■ Stated task 1 ■
Copy the records word for word, from their first line to the line with "(1072, 339)", both included.

■ Source excerpt ■
2013-04-09 Thread Daniel Trstenjak

Hi Jan,

On Tue, Apr 09, 2013 at 01:32:33PM +0200, Jan Stolarek wrote:
> Thanks for pointing me to earlier discussions on this subject - they are 
> enlightening :) One 
> particular argument "against" seems to be very convincing to me:
> 
> "From a language design point of view, it should be noted that turning
> non-left linear patterns into ones with == guards elevates the class Eq
> to built-in status - but the compiler has no semantic control over it."

Yes, I can see the point, but in the case of Haskell with its ability to
automatically derive the Eq instance, there's some kind of semantic
control, and if an user writes a nonsense Eq instance, than he just
really asks for some hurting ;). 

> Regarding the possibility of making accidental mistakes during refactoring 
> etc. This could be 
> implemented as a language extension, requiring explicit LANGUAGE pragma. So 
> people using it would 
> know they have semantics slightly changed and need to be aware that there is 
> a possibility of 
> making these kind of mistakes.

■ Stated task 2 ■
Repeat the passage from the mailing-list message word for word, from "On Tue, Apr" to "some hurting ;).".

■ Dataset rows ■

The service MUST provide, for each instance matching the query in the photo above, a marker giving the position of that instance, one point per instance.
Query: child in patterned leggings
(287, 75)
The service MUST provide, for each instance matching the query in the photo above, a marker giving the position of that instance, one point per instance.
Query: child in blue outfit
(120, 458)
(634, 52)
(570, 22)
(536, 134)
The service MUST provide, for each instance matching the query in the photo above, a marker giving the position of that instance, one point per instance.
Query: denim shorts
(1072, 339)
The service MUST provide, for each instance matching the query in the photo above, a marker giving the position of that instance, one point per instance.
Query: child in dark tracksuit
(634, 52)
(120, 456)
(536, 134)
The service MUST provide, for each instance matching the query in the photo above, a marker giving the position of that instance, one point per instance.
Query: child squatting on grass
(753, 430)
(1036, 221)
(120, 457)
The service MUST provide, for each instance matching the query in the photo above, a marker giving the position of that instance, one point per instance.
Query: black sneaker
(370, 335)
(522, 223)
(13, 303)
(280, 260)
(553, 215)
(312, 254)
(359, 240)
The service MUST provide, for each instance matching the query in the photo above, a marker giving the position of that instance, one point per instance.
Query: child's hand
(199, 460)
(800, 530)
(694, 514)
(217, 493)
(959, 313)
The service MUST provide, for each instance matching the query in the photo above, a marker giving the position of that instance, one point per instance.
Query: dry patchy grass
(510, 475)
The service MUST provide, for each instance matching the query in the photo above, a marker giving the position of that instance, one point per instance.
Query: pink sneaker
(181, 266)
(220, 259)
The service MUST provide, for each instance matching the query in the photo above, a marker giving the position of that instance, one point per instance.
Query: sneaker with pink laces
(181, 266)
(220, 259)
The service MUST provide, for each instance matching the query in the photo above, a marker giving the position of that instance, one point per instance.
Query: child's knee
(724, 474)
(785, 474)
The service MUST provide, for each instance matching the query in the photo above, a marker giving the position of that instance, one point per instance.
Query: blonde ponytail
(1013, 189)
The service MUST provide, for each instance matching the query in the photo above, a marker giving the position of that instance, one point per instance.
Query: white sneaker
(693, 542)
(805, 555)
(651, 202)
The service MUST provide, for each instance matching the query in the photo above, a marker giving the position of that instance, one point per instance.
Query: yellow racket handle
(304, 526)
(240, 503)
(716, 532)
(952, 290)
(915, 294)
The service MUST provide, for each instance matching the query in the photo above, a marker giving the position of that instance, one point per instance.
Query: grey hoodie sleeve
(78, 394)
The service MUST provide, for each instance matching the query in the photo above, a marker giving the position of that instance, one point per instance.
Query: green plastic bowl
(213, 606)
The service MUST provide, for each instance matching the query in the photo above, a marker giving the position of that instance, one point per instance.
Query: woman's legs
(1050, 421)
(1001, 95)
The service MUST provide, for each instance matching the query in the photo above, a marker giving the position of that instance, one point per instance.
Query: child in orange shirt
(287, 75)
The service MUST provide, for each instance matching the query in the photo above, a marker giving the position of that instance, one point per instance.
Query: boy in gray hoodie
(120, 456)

■ Written response 1 ■
The service MUST provide, for each instance matching the query in the photo above, a marker giving the position of that instance, one point per instance.
Query: child in patterned leggings
(287, 75)
The service MUST provide, for each instance matching the query in the photo above, a marker giving the position of that instance, one point per instance.
Query: child in blue outfit
(120, 458)
(634, 52)
(570, 22)
(536, 134)
The service MUST provide, for each instance matching the query in the photo above, a marker giving the position of that instance, one point per instance.
Query: denim shorts
(1072, 339)

■ Written response 2 ■
On Tue, Apr 09, 2013 at 01:32:33PM +0200, Jan Stolarek wrote:
> Thanks for pointing me to earlier discussions on this subject - they are 
> enlightening :) One 
> particular argument "against" seems to be very convincing to me:
> 
> "From a language design point of view, it should be noted that turning
> non-left linear patterns into ones with == guards elevates the class Eq
> to built-in status - but the compiler has no semantic control over it."

Yes, I can see the point, but in the case of Haskell with its ability to
automatically derive the Eq instance, there's some kind of semantic
control, and if an user writes a nonsense Eq instance, than he just
really asks for some hurting ;).